**SET TASKS**.
- 1) In the forum thread on option volatility, what kind of access does VolTracker offer to its information?
- 2) Duplicate the stretch of the forum thread on option volatility from "VolTracker has some" through "the ss reece!".
- 3) Finish out the next part of the forum thread on option volatility, picking up after its last sentence.

**DOCUMENT SECTION**.
■ ■ ■ ■ ■ ■ ■

VolTracker has some info here but it's subscription only, http://www.impliedvolatility.com.au , we were trying to promote the site here as there aren't many in Australia for option volatility data: https://www.aussiestockforums.com/forums/showthread.php?p=227639#post227639

thanks for the ss reece!


----------



## reece55 (24 March 2008)

wayneL said:


> Cheers Reece, nice spreadsheet mate.
> 
> Looking at those HV figures, we could be seeing IVs much higher... perhaps 50% or more. That would price the option at $3.60 or at 40% about $3.30.
> 
> ...




No worries Wayne, comes in handy (we can't afford a Bloomberg subscription at work so sometimes I have to do a little bit of template work!)......

■ ■ ■ ■ ■ ■ ■

**ENTRIES SHOWN**.

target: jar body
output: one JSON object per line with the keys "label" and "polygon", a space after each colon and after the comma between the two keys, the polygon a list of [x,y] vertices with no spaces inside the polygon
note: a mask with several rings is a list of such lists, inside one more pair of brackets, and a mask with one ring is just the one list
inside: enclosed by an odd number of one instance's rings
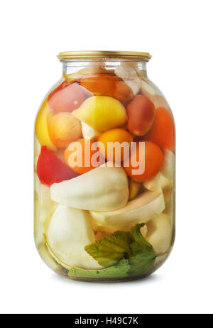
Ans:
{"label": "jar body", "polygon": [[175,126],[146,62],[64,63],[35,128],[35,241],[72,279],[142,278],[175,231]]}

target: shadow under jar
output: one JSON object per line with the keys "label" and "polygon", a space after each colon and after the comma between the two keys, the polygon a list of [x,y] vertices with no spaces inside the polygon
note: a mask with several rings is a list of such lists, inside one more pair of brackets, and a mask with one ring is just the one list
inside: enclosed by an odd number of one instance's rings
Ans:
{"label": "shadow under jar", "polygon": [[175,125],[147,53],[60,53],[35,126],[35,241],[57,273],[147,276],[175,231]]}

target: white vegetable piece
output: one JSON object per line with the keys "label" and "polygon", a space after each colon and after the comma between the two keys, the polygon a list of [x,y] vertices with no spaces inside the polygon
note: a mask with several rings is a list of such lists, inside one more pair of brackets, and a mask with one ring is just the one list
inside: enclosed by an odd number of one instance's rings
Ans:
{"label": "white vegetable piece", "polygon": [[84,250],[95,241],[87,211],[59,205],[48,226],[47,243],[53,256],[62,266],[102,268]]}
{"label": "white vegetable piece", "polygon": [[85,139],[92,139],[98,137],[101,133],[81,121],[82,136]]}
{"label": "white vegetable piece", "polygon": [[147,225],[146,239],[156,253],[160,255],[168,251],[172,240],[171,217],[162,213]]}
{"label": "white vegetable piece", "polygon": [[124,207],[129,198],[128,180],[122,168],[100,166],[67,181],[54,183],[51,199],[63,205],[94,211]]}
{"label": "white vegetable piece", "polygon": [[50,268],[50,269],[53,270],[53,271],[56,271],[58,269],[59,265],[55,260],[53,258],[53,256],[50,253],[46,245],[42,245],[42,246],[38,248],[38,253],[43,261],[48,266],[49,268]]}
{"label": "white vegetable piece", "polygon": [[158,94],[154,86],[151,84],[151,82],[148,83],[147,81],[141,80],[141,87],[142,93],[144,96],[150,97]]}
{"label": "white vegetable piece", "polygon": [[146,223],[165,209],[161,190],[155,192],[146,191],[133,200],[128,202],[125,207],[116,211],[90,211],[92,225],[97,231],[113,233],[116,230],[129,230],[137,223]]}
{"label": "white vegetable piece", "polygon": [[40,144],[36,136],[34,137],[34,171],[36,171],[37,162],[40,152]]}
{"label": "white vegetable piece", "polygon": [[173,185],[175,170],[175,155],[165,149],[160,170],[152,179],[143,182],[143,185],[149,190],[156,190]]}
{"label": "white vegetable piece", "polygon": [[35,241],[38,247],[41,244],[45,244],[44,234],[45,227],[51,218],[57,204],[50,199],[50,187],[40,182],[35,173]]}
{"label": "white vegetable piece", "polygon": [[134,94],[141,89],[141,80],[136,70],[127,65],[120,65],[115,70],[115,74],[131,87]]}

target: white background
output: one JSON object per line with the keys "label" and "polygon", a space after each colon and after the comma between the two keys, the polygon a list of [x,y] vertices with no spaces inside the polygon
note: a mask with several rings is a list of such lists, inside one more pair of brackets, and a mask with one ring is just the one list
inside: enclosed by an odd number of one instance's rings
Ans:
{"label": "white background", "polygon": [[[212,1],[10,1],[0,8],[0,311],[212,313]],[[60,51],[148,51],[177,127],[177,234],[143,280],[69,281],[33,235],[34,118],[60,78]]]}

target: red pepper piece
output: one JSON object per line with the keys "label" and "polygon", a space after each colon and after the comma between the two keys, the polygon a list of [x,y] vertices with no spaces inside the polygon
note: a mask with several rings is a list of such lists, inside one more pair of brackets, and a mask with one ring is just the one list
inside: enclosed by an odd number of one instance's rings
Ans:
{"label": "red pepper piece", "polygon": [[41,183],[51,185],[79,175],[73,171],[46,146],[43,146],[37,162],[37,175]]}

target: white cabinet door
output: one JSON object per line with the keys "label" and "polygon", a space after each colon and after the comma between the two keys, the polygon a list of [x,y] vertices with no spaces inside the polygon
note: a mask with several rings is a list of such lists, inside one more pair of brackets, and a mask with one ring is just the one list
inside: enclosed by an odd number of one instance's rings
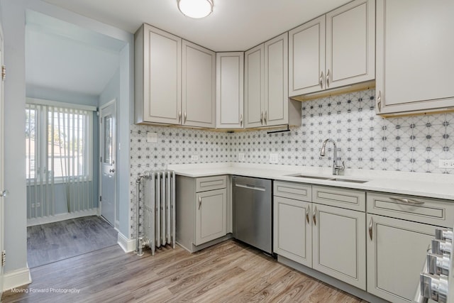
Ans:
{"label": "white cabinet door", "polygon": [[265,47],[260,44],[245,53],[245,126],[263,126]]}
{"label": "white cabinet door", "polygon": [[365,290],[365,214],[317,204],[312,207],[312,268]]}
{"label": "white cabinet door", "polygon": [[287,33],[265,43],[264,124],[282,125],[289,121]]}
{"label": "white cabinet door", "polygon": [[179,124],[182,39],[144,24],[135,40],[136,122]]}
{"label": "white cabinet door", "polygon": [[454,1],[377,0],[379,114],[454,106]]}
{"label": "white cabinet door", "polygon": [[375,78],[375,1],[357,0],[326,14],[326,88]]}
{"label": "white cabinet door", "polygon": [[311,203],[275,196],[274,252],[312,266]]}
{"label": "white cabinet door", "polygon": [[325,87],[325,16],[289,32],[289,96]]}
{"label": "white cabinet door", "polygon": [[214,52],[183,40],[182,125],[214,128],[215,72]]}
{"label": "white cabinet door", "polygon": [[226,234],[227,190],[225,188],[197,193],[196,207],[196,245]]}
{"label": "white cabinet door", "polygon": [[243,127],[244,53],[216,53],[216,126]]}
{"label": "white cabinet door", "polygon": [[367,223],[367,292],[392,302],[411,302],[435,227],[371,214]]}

■ ■ ■ ■ ■ ■ ■

**RESULTS IN ORDER**.
- 1) It is subscription only.

- 2)
VolTracker has some info here but it's subscription only, http://www.impliedvolatility.com.au , we were trying to promote the site here as there aren't many in Australia for option volatility data: https://www.aussiestockforums.com/forums/showthread.php?p=227639#post227639

thanks for the ss reece!

- 3)
NewCollector, just to clarify Wayne's last comment, in the event you don't know the meaning of the Greeks in options, vega is the options/warrants sensitivity to a change in implied volatility. If you take a look at the spreadsheet, you will note that up until the market crash, the volatility of SGP was say about 20%, but in this environment has almost doubled to at least 40%. So the issue here is that if you overpay on implied volatility, you could find your warrant is worth less in two months from now even if it moves in the direction you want it to. It is really weighing up paying for the benefit of something that is volatile now to get in at a low price, risking the potential that its price variation will slow down and the share become range bound. If it were me, the last place I would want to be now is long vega, because I think volatility is going to come down and we could be faced with range bound trading conditions - a deadly combo for this particular warrant...

Cheers


----------



## Markcoinoz (30 March 2008)

Good to see that there are still a few that play the Warrants.

I haven't touched them for a couple of years.

If you haven't already seen it, here is a Option/Warrant Calculator that i used to use fairly regularly for pricing, volatility, time.  Black & Scholes Option Calculation method.

http://www.hoadley.net/options/optiongraphs.aspx?warrant=Y

You can only use it 15 times in one session I think as a freebie.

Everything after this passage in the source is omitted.